• _Text passage_:
*-*-*

Thanks for placing my article on Richard Jordan from the EDA Journal on your website and giving such a fine display.

It helps that you have provided links to other sites on the same subject. These have all been on the internet for a number of years and have
been useful to me in my searches. You may have noticed a few differences in details. As I have been able to do fuller research, I have corrected
inaccuracies that appear elsewhere. Norrie Reid's material has been around since the early 1990s.

Richard was knocked down by a cable car, not a tram car. His newspaper obituaries said a cable car. I've also read a history of Edinburgh's
public transport.

His age was 38 and he would have been 39 in November. He died in October, a month after the September accident.

I have traced his family tree and found five children of his marriage, two sons and three daughters. In 2007 I located descendants in
South Africa who put up his headstone.

*-*-*

Stored items from a collection:
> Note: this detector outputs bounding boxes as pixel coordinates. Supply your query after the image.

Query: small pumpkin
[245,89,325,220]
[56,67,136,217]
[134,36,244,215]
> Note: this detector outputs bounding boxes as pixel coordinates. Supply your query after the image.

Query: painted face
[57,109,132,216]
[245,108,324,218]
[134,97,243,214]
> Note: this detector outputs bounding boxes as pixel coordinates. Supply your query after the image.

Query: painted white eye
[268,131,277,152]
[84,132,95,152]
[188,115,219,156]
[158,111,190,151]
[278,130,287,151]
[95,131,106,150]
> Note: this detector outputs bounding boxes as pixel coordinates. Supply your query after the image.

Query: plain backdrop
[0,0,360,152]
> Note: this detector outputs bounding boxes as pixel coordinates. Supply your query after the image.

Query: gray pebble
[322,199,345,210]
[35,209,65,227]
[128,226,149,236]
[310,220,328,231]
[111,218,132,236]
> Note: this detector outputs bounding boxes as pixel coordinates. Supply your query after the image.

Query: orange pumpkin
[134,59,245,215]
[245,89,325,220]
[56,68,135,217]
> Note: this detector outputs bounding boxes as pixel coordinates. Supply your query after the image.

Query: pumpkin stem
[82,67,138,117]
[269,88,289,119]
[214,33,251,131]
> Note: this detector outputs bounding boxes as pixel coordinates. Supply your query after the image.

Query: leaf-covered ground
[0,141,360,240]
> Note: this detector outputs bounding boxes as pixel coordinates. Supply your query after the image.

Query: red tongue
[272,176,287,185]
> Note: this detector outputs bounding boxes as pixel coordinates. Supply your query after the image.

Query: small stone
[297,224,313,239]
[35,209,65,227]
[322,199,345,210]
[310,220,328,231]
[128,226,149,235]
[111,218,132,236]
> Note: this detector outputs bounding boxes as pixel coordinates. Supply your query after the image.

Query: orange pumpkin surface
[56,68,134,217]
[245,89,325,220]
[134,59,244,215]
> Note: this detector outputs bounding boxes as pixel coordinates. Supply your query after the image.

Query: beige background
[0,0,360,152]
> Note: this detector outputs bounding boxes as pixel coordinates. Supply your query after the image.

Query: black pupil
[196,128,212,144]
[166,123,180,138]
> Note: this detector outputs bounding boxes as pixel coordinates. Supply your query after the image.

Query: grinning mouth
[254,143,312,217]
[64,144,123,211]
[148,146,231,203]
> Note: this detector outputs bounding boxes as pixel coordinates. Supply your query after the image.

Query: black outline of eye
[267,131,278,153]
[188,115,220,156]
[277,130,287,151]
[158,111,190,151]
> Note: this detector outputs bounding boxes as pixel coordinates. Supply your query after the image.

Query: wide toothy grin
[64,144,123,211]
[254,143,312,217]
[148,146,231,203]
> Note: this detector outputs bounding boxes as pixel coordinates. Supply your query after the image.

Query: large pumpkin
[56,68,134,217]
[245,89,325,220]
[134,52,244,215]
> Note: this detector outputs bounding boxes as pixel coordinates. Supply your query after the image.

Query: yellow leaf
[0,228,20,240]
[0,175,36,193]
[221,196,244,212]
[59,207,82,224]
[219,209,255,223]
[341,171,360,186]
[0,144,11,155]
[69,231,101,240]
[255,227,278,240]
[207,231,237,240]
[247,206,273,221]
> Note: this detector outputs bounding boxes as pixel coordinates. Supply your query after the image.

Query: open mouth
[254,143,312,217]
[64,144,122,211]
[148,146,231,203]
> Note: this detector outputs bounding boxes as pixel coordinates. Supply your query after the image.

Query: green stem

*-*-*

• _Requirement_: Extend the letter about Richard Jordan onward from its final sentence. The entries have no connection to the letter about Richard Jordan.

• _Task result_:
The correct score in the 1905 match was 73-34-284, not 74-34-283, as is sometimes quoted. I have checked the figures in the 1905 matchbook and found
there was a mistake in the last day's count. The wrong score is given on page 284 and the right score given on page 293.

You might have been surprised to find considerable space given to Richard on the website of the Edinburgh chess club. This was written
around 2005 by Geoff Chandler, one of their most enthusiastic members, who turned out a flood of articles on chess games over several years until
recently. He was sufficiently interested in investigating draughts to make this informative contribution. At least there is one chess player who
realizes draughts is not a simple game!

Best wishes.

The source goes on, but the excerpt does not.